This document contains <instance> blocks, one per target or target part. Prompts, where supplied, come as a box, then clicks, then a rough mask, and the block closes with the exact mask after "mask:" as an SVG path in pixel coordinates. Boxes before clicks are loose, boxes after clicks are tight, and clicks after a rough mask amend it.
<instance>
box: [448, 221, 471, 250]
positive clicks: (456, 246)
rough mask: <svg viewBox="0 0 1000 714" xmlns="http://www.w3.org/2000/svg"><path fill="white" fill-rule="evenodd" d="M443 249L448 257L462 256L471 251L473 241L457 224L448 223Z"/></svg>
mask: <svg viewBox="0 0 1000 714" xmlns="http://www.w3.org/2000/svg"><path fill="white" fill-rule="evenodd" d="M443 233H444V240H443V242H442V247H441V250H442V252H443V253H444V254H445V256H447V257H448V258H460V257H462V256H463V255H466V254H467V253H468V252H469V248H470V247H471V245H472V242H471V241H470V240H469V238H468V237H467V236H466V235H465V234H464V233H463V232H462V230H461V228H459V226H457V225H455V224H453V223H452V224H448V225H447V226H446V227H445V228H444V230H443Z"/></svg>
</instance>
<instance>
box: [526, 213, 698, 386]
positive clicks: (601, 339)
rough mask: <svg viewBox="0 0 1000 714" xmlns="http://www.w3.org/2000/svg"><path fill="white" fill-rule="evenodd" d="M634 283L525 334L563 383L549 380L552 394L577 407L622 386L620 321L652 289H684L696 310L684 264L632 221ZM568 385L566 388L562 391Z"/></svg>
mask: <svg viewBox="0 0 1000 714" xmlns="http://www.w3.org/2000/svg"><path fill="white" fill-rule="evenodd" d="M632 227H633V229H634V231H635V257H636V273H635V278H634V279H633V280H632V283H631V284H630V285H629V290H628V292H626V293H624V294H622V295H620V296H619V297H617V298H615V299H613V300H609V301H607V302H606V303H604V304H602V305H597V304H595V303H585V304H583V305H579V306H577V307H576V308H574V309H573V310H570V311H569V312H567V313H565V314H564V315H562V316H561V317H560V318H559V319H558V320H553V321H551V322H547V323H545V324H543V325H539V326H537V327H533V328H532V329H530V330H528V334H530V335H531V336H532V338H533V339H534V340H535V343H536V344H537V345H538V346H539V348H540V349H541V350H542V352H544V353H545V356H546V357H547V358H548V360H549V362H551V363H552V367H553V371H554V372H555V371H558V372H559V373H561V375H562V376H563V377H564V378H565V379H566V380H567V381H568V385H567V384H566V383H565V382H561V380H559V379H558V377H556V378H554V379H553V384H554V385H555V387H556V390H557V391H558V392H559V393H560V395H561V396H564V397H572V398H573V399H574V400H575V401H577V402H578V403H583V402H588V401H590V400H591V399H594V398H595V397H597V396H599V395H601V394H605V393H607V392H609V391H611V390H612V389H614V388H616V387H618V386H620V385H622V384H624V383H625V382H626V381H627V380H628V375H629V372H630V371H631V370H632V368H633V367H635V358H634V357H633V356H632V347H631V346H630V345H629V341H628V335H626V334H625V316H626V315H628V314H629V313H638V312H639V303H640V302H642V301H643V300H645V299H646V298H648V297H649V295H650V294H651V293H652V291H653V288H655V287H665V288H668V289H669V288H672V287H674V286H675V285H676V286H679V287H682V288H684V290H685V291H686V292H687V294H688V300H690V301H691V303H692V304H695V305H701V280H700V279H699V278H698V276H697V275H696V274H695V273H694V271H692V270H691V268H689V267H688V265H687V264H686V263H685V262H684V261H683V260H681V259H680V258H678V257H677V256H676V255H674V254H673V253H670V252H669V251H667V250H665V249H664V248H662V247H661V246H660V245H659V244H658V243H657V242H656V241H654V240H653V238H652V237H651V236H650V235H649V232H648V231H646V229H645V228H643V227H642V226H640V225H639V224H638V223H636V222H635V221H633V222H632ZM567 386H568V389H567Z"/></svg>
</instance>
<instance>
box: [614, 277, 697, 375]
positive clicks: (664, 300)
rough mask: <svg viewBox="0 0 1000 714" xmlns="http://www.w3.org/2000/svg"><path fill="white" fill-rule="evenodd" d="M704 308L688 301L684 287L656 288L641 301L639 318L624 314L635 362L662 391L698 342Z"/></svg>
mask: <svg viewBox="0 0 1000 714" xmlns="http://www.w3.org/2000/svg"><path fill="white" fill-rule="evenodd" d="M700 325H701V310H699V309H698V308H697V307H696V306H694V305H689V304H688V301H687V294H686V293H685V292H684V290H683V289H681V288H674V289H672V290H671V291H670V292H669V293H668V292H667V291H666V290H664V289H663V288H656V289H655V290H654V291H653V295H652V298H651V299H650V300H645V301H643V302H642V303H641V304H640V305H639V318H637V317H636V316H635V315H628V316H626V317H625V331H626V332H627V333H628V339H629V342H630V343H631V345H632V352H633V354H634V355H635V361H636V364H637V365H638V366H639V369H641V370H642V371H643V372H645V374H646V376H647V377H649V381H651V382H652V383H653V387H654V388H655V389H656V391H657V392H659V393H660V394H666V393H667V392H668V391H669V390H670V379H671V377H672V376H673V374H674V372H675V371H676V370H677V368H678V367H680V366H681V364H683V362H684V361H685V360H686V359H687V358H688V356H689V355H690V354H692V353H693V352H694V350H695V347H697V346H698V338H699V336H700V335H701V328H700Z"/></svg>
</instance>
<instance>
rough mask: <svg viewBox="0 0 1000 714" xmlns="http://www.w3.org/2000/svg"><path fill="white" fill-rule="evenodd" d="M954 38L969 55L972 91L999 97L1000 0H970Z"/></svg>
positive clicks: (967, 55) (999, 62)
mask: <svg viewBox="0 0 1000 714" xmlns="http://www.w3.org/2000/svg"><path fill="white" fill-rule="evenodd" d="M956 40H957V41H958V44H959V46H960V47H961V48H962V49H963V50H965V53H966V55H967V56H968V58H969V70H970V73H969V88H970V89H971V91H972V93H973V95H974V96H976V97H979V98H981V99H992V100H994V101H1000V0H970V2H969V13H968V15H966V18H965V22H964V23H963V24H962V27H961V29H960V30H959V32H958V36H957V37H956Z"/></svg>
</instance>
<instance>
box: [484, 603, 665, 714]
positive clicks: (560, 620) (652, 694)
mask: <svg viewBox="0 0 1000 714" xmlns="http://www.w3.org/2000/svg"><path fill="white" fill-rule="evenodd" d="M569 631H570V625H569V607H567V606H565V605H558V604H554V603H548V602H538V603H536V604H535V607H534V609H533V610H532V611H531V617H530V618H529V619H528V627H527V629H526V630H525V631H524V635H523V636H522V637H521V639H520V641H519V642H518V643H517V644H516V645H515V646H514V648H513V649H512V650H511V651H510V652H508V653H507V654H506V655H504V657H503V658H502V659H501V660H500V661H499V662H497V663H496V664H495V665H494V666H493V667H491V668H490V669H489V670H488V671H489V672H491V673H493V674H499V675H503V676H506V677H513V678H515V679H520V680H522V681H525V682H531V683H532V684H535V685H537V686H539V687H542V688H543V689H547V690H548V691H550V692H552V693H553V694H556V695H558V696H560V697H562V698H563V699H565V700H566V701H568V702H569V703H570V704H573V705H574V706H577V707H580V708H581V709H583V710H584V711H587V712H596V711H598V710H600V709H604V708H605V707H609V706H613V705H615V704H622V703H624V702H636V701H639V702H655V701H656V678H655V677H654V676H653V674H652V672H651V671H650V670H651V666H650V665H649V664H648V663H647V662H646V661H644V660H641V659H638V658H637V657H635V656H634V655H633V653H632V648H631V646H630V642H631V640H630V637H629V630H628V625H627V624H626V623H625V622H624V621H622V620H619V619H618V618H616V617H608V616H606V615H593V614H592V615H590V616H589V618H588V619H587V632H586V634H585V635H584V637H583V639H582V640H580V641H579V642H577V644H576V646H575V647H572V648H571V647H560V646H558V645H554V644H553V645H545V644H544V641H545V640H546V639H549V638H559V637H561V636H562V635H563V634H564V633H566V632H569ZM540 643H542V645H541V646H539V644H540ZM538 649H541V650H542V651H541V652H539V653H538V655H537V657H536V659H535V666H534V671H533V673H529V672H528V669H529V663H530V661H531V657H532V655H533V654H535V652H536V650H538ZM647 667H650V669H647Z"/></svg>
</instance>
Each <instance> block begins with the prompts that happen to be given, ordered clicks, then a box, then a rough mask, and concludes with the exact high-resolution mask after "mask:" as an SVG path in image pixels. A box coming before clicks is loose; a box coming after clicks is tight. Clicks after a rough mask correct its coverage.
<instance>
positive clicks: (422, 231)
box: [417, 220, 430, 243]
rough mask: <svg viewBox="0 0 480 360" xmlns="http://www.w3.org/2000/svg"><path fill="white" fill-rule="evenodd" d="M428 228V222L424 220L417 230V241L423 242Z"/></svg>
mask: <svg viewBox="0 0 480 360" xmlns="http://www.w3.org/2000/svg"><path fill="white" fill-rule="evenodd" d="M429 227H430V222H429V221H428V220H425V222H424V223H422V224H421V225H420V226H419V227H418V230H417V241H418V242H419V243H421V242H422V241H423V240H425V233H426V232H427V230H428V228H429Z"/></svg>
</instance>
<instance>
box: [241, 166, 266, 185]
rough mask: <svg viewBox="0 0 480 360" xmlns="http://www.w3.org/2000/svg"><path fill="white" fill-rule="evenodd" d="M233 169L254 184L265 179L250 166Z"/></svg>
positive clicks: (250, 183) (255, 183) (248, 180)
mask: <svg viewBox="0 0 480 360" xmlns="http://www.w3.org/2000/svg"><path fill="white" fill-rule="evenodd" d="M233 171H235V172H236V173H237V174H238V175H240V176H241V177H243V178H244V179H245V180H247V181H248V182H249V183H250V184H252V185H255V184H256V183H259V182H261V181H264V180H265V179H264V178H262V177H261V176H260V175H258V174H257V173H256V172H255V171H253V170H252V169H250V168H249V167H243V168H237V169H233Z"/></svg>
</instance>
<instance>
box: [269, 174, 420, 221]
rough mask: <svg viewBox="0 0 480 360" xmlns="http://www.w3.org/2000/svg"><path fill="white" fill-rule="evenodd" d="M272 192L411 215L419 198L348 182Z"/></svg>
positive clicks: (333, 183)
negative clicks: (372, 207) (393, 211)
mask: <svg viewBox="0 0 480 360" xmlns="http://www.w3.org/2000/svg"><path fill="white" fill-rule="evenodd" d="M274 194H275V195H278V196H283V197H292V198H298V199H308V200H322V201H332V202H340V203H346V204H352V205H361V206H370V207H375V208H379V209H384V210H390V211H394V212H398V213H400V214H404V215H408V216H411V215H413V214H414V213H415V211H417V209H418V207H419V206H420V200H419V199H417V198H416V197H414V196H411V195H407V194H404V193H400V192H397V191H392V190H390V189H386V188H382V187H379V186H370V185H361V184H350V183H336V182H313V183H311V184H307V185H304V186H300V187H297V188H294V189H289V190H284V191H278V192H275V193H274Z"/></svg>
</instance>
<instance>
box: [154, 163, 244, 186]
☆ ☆ ☆
Task description:
Within the listing above, extract exactly the lines from the line with "249L448 257L462 256L471" to the line with "positive clicks: (601, 339)", the two named lines included, and no others.

Task answer:
rough mask: <svg viewBox="0 0 1000 714" xmlns="http://www.w3.org/2000/svg"><path fill="white" fill-rule="evenodd" d="M443 249L448 257L462 256L471 251L473 241L457 224L448 223Z"/></svg>
mask: <svg viewBox="0 0 1000 714" xmlns="http://www.w3.org/2000/svg"><path fill="white" fill-rule="evenodd" d="M443 233H444V240H443V242H442V247H441V250H442V252H443V253H444V254H445V256H447V257H448V258H460V257H462V256H463V255H466V254H467V253H468V252H469V248H470V247H471V245H472V242H471V241H470V240H469V238H468V237H467V236H466V235H465V234H464V233H463V232H462V230H461V228H459V226H457V225H455V224H453V223H452V224H448V225H447V226H446V227H445V228H444V230H443Z"/></svg>
</instance>
<instance>
box: [526, 213, 698, 386]
positive clicks: (601, 339)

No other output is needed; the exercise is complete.